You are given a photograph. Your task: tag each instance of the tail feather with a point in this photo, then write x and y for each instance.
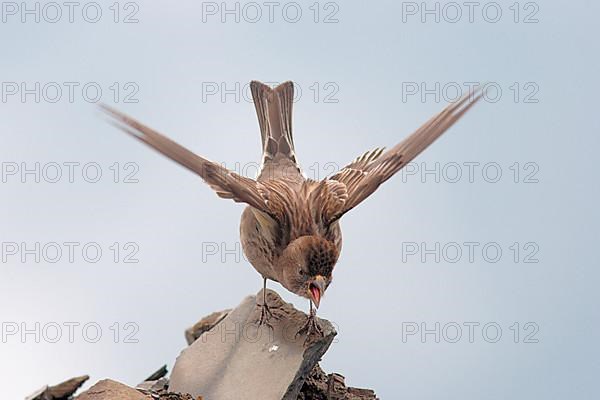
(274, 111)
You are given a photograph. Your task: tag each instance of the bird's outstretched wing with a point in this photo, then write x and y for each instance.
(364, 175)
(227, 184)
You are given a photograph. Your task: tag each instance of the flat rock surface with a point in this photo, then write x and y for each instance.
(237, 359)
(111, 390)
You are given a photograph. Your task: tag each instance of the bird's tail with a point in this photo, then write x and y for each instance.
(274, 111)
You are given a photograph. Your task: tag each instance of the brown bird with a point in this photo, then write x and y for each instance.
(290, 229)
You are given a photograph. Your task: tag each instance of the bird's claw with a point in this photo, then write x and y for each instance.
(265, 315)
(310, 327)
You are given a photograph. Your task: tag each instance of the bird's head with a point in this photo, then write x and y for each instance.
(307, 264)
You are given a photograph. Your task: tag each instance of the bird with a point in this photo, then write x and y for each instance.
(290, 228)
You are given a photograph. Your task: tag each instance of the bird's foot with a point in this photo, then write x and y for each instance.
(311, 327)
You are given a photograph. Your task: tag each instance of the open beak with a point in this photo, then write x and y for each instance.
(316, 289)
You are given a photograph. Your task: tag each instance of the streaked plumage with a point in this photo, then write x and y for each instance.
(290, 230)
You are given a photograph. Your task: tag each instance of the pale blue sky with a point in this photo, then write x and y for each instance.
(363, 61)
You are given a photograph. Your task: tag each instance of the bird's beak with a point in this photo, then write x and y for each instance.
(316, 289)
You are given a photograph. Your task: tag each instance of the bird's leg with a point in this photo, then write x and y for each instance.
(311, 326)
(265, 310)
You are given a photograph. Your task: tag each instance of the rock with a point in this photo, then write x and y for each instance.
(236, 359)
(204, 325)
(62, 391)
(320, 386)
(153, 386)
(162, 371)
(111, 390)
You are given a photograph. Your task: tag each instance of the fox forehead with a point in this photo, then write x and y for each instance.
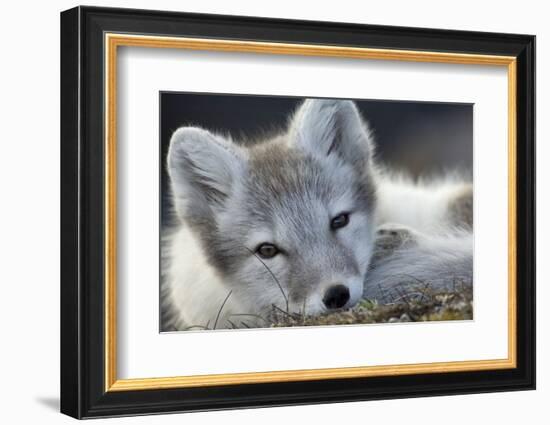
(285, 177)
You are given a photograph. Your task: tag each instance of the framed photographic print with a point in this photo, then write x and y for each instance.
(261, 212)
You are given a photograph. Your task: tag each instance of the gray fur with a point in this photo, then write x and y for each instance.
(232, 197)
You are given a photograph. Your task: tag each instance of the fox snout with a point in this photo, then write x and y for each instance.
(336, 296)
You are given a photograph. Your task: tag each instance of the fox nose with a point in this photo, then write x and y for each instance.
(336, 296)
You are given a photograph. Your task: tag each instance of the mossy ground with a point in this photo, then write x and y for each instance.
(455, 305)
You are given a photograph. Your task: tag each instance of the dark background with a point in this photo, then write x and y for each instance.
(420, 138)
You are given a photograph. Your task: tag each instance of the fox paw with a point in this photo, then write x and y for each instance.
(390, 237)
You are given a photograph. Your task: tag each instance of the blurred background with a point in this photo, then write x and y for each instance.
(420, 138)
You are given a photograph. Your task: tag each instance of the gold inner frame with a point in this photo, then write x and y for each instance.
(113, 41)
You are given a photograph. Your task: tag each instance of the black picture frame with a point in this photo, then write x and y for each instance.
(83, 392)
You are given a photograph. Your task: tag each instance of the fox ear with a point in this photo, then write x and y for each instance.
(327, 127)
(202, 168)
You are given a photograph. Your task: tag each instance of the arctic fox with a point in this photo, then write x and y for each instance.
(303, 222)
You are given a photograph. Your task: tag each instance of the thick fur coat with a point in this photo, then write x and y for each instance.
(302, 222)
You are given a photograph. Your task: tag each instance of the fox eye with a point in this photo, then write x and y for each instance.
(341, 220)
(267, 250)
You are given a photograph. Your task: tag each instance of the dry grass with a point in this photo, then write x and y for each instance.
(456, 305)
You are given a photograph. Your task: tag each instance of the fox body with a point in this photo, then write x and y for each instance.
(303, 222)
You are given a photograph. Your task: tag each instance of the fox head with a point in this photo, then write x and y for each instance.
(286, 222)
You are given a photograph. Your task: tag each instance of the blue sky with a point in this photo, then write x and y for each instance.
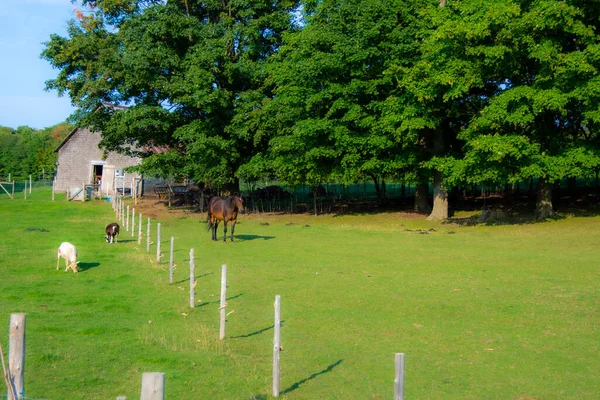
(24, 26)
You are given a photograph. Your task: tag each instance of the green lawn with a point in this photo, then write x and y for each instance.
(481, 312)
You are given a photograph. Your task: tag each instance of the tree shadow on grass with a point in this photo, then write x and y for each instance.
(243, 238)
(85, 266)
(258, 332)
(313, 376)
(205, 303)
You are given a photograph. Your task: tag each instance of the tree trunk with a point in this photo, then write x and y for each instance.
(421, 202)
(440, 199)
(543, 208)
(440, 194)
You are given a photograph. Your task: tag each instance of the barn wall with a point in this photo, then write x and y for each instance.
(75, 160)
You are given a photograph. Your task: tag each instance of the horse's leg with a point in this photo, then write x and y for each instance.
(216, 225)
(233, 221)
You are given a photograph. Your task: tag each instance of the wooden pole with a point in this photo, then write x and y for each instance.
(148, 237)
(140, 222)
(276, 345)
(16, 353)
(223, 301)
(153, 386)
(158, 243)
(171, 260)
(192, 279)
(133, 222)
(399, 379)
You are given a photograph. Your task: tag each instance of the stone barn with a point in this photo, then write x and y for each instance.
(82, 162)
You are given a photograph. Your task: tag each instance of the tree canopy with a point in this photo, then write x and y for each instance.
(448, 92)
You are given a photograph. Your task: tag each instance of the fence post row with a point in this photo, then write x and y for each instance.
(192, 279)
(16, 354)
(171, 260)
(399, 379)
(223, 306)
(158, 243)
(140, 222)
(276, 345)
(148, 237)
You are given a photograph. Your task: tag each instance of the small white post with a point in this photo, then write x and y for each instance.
(171, 260)
(140, 222)
(16, 353)
(223, 301)
(192, 279)
(158, 243)
(399, 379)
(276, 345)
(153, 386)
(148, 237)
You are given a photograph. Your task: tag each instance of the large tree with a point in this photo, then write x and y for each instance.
(188, 71)
(331, 90)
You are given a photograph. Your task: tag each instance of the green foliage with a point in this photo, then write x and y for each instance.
(330, 90)
(25, 151)
(190, 71)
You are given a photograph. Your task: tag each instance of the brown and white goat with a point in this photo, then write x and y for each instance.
(112, 231)
(67, 251)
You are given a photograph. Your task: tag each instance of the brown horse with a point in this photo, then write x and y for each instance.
(223, 210)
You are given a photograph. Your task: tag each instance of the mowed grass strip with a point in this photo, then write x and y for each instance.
(481, 312)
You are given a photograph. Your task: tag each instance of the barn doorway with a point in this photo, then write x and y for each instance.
(97, 175)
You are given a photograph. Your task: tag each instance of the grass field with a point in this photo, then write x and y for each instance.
(481, 312)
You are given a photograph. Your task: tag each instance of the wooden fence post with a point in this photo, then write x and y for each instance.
(399, 379)
(171, 260)
(153, 386)
(158, 243)
(223, 308)
(16, 353)
(148, 237)
(276, 345)
(192, 279)
(140, 222)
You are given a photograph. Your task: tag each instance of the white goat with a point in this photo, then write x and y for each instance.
(69, 253)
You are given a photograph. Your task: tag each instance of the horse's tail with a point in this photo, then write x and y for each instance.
(209, 223)
(209, 219)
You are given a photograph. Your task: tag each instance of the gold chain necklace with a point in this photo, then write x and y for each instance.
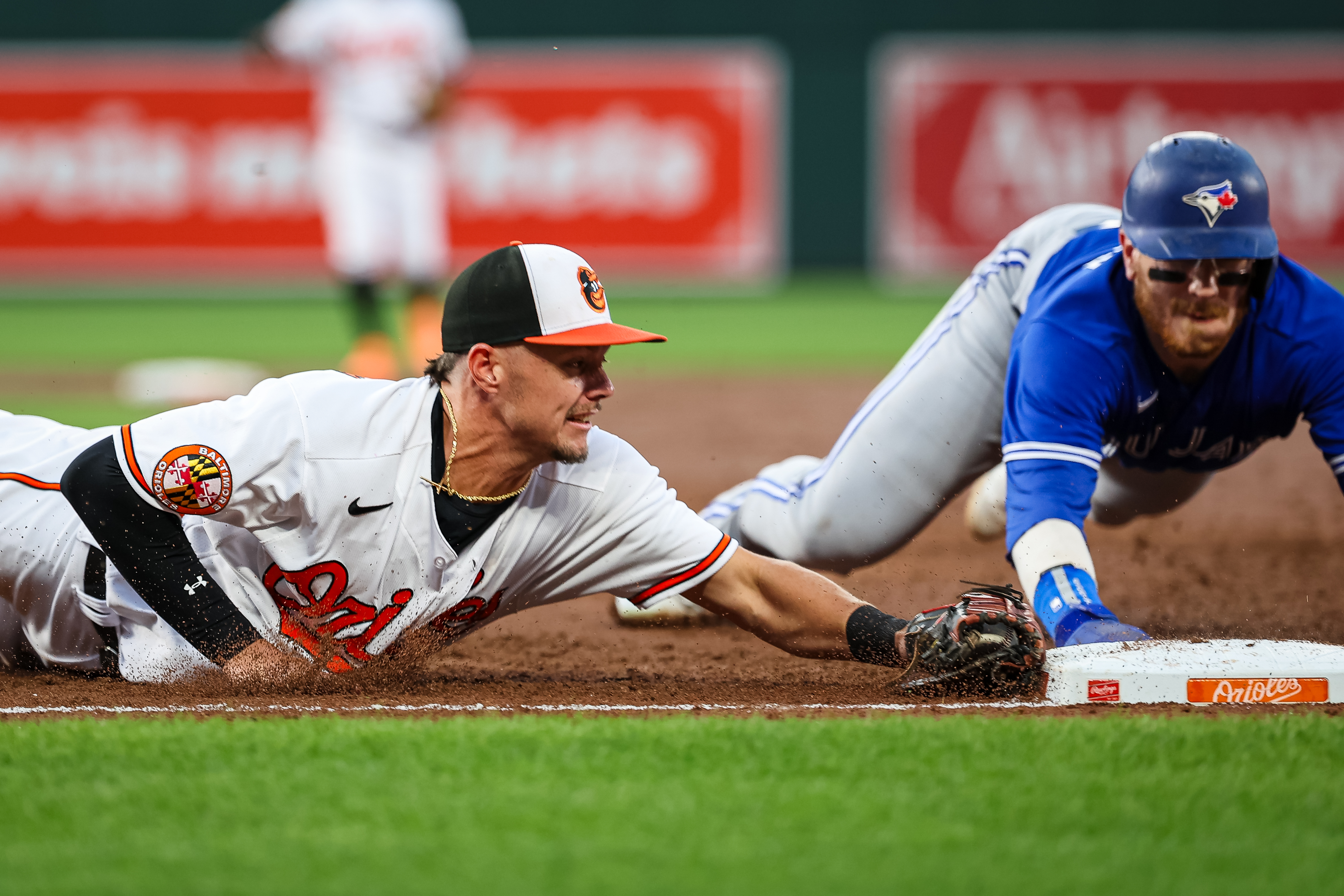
(448, 468)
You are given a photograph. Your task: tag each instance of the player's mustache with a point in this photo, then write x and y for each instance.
(580, 410)
(1202, 308)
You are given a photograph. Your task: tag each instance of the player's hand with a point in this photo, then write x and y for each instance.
(437, 104)
(986, 644)
(263, 661)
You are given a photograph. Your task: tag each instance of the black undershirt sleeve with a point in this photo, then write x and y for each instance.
(150, 549)
(873, 636)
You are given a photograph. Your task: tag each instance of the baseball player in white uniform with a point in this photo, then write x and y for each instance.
(385, 76)
(323, 516)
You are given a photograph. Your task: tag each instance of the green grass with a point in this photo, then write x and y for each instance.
(83, 335)
(675, 805)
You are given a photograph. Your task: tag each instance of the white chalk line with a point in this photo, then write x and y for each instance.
(482, 707)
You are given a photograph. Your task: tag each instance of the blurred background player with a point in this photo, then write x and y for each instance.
(385, 77)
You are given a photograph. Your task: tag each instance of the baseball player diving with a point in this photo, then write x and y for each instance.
(385, 76)
(323, 516)
(1100, 363)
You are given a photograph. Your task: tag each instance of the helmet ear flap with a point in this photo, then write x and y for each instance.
(1261, 273)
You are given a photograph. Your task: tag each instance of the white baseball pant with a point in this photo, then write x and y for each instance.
(384, 205)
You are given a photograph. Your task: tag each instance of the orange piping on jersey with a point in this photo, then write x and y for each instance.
(32, 483)
(682, 577)
(131, 459)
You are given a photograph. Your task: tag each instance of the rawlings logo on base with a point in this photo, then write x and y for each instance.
(1259, 690)
(1104, 691)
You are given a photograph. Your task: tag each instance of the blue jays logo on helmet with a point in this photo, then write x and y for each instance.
(1159, 213)
(1213, 201)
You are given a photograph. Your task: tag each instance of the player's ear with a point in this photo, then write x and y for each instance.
(1127, 252)
(483, 366)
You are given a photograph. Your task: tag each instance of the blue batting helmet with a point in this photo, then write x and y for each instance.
(1198, 195)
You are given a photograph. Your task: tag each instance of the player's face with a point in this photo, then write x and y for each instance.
(1191, 308)
(556, 397)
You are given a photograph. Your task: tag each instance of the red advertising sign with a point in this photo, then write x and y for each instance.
(658, 162)
(972, 139)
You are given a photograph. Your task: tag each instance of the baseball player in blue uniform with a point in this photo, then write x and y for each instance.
(1099, 363)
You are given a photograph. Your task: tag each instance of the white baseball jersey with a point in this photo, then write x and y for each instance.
(275, 489)
(377, 61)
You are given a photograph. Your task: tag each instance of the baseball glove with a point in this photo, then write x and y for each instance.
(987, 644)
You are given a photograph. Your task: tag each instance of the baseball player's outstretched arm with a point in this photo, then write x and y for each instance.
(150, 549)
(795, 609)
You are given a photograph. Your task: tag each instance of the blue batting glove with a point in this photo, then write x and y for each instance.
(1099, 631)
(1068, 604)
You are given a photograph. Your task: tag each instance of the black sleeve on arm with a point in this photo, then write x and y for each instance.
(150, 549)
(873, 636)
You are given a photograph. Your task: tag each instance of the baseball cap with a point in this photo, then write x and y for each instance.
(537, 293)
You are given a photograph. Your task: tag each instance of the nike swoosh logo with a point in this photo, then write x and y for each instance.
(358, 511)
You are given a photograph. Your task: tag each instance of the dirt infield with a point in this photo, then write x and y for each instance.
(1256, 554)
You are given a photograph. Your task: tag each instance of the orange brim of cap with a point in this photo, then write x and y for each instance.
(597, 335)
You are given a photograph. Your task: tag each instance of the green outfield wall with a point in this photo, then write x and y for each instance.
(829, 46)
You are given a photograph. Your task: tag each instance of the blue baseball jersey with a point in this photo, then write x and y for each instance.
(1085, 383)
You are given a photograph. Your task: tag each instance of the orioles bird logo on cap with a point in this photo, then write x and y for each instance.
(593, 292)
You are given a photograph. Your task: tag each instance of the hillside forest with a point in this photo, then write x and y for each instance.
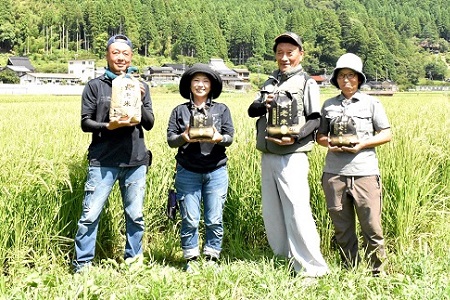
(400, 40)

Rumusan Soal:
Salin ulang baris-baris data di atas tanpa diubah sedikit pun, mulai dari baris yang memuat "of the grass" sampai ke baris yang memuat "(1100, 363)", termasuk kedua baris itu. Gambarnya jangan ikut dimasukkan ke jawaban.

Jawaban yang Diharapkan:
You are given a photograph. Your task: tag each instance of the grass field with a point in this photo, then write x and y for each instance.
(481, 312)
You are given a photograph. Your task: tag each instance of the wooden fence post with a point in this photo, then write x and y for each instance.
(399, 379)
(171, 260)
(153, 386)
(158, 243)
(223, 308)
(16, 353)
(148, 237)
(276, 345)
(192, 279)
(140, 222)
You are given a photograph. Your task: tag each instance of the white goat with a point in this photo, then write x and y for each instance.
(69, 253)
You are given a photograph. Your task: tag each instance of the horse's tail with a point in this photo, then write x and y for each instance.
(209, 223)
(209, 219)
You are given a photograph. Your task: tag each instance of the gold chain necklace with a point in this photo, then write x and y for each instance.
(448, 468)
You are given a photograph. Your task: tag each instance of the player's mustache with a point in this photo, then write x and y for each instance.
(580, 410)
(1202, 308)
You are given a photograph. Your task: tag each instance of the player's hand with a point in this photo, then write x and y for each instance.
(437, 104)
(986, 644)
(263, 661)
You are given a photograph. Your task: tag each instance of the black undershirt sleeve with a point in this photo, then write x and y for each instance.
(150, 549)
(873, 636)
You are given a photograph. Your task: tag each instance of the baseball player in white uniform with a point in this photo, then write x and y for each instance.
(385, 76)
(323, 516)
You are given a photograph. Your task: tag each instance of the green grass with a point in this photo, then write x and y for each instance.
(83, 335)
(675, 805)
You are given a photograph. Your task: tag each instance of the white chalk line with a point in this photo, then write x and y for each instance.
(482, 707)
You are given a photograph. Your task: tag each instance of the blurred background player with a point in this photo, then write x and y for each instance.
(385, 77)
You are given a photograph. Your task: tag each instance of the baseball player diving with a point in this photo, then write x and y for each instance.
(385, 76)
(323, 516)
(1100, 363)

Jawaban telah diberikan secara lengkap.